## What is being asked
Can you present the lines below as a Markdown table with the columns No. and Line, skipping any blank lines and leaving the pictures out?

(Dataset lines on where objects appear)
__________________________________________________

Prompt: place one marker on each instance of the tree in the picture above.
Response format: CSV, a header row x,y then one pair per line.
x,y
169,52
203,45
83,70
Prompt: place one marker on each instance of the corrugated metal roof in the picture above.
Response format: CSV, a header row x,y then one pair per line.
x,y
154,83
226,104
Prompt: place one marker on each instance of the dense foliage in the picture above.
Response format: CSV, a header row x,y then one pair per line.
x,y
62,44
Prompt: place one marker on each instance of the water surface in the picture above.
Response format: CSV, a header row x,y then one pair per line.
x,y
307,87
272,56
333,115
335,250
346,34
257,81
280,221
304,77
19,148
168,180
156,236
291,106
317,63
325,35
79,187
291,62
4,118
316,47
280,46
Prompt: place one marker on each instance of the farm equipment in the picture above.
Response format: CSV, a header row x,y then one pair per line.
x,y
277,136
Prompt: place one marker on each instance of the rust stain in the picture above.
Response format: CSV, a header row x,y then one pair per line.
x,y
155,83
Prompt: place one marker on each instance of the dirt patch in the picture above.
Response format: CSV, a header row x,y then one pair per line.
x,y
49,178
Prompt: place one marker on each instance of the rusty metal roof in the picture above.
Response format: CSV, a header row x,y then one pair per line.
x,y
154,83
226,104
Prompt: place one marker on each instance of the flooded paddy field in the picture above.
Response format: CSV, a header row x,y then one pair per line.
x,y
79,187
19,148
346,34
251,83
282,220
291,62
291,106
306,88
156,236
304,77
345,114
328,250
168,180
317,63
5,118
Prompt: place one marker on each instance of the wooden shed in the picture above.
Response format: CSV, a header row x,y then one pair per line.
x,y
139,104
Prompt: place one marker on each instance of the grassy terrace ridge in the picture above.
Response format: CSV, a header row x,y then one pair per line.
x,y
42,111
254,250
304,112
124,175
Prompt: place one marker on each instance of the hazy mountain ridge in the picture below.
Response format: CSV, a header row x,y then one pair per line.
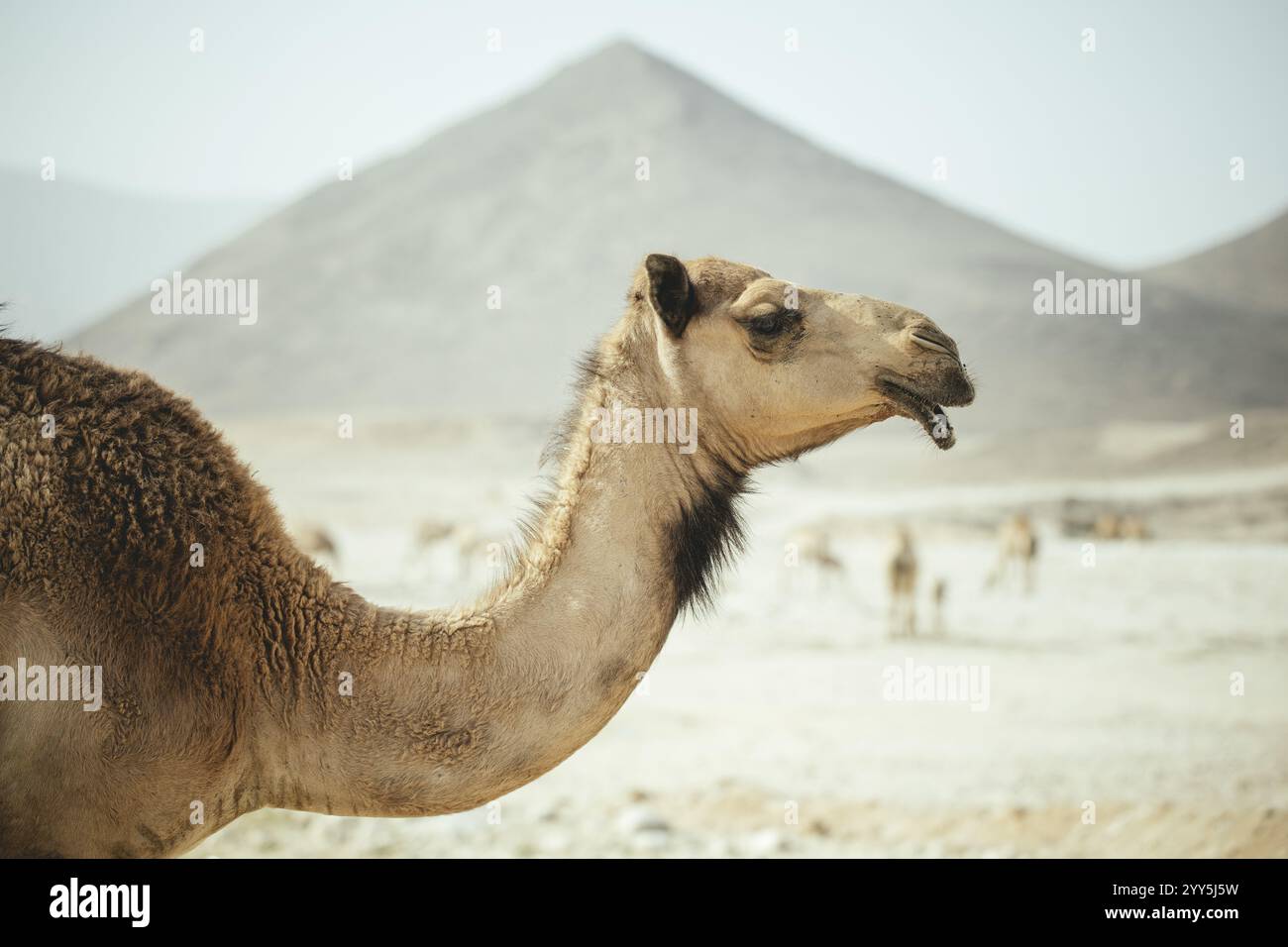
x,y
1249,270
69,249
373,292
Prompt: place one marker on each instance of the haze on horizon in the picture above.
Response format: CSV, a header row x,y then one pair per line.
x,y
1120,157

__________________________________________________

## Exercise answer
| No. | Line |
|---|---|
| 1 | Prompt: place one marker on each instance of the tree in the picture above. |
| 2 | Response format: CSV, a header row x,y then one pair per line. |
| 3 | x,y |
| 4 | 169,52 |
| 5 | 203,45 |
| 6 | 83,70 |
| 7 | Prompt: place one marker on each instance of the corrugated metal roof in the picture above. |
| 8 | Response format: CSV, a header row x,y then one pair per line. |
| 9 | x,y |
| 10 | 154,83 |
| 11 | 226,104 |
| 12 | Prompt: place one marker on each instance of the dense foliage in the picture above. |
| 13 | Response format: CSV, a header row x,y then one pair per line. |
| 14 | x,y |
| 15 | 62,44 |
| 16 | Prompt: place one marker on each instance of the water surface in the picture above. |
| 17 | Response format: CSV, a header row x,y then one pair per line. |
| 18 | x,y |
| 19 | 307,87 |
| 20 | 272,56 |
| 21 | 333,115 |
| 22 | 335,250 |
| 23 | 346,34 |
| 24 | 257,81 |
| 25 | 280,221 |
| 26 | 304,77 |
| 27 | 19,148 |
| 28 | 168,180 |
| 29 | 156,236 |
| 30 | 291,106 |
| 31 | 317,63 |
| 32 | 325,35 |
| 33 | 79,187 |
| 34 | 291,62 |
| 35 | 4,118 |
| 36 | 316,47 |
| 37 | 280,46 |
| 38 | Prompt: place one marker on each instance of the farm equipment in the picture above. |
| 39 | Response format: CSV, a header row x,y then one pair per line. |
| 40 | x,y |
| 41 | 277,136 |
| 42 | Prompt: place one marker on each instance of the rust stain in the picture above. |
| 43 | Response format: CSV, a header row x,y then one pair per line. |
| 44 | x,y |
| 45 | 155,83 |
| 46 | Prompt: place one marker on each instance of the dirt patch in the picture above. |
| 47 | Response format: CSV, a header row x,y then one pair per line. |
| 48 | x,y |
| 49 | 49,178 |
| 50 | Prompt: place one marker on each instance of the rusty metal roof in the picture above. |
| 51 | Response format: CSV, a header row x,y then one pair per line. |
| 52 | x,y |
| 53 | 154,83 |
| 54 | 226,104 |
| 55 | Prompt: place one marker on each instance of the flooded paddy field in the picture above. |
| 56 | Response format: CSV, a header row x,y then one pair per line. |
| 57 | x,y |
| 58 | 79,187 |
| 59 | 19,148 |
| 60 | 346,34 |
| 61 | 251,83 |
| 62 | 282,220 |
| 63 | 291,62 |
| 64 | 291,106 |
| 65 | 306,88 |
| 66 | 156,236 |
| 67 | 304,77 |
| 68 | 345,114 |
| 69 | 328,250 |
| 70 | 168,180 |
| 71 | 317,63 |
| 72 | 5,118 |
| 73 | Prompt: place one marker on each instance of the wooden shed in the picture above. |
| 74 | Response format: CSV, a header row x,y then one pair per line. |
| 75 | x,y |
| 76 | 139,104 |
| 77 | Prompt: place one marker on each instance of the grassy terrace ridge in the picture above. |
| 78 | Response format: CSV, a header row x,y then one pair per line. |
| 79 | x,y |
| 80 | 42,111 |
| 81 | 254,250 |
| 82 | 304,112 |
| 83 | 124,175 |
| 84 | Prompt: place one marker on each instance of the hazy mountain ridge in the picture below. |
| 85 | Response format: CSV, a header row x,y then one pair per line. |
| 86 | x,y |
| 87 | 1249,270 |
| 88 | 69,249 |
| 89 | 373,292 |
| 90 | Prompt: place one marker on each instance of the haze on horizon in the picture above. |
| 91 | Response format: CSV, a header row x,y then one pair per line. |
| 92 | x,y |
| 93 | 1120,157 |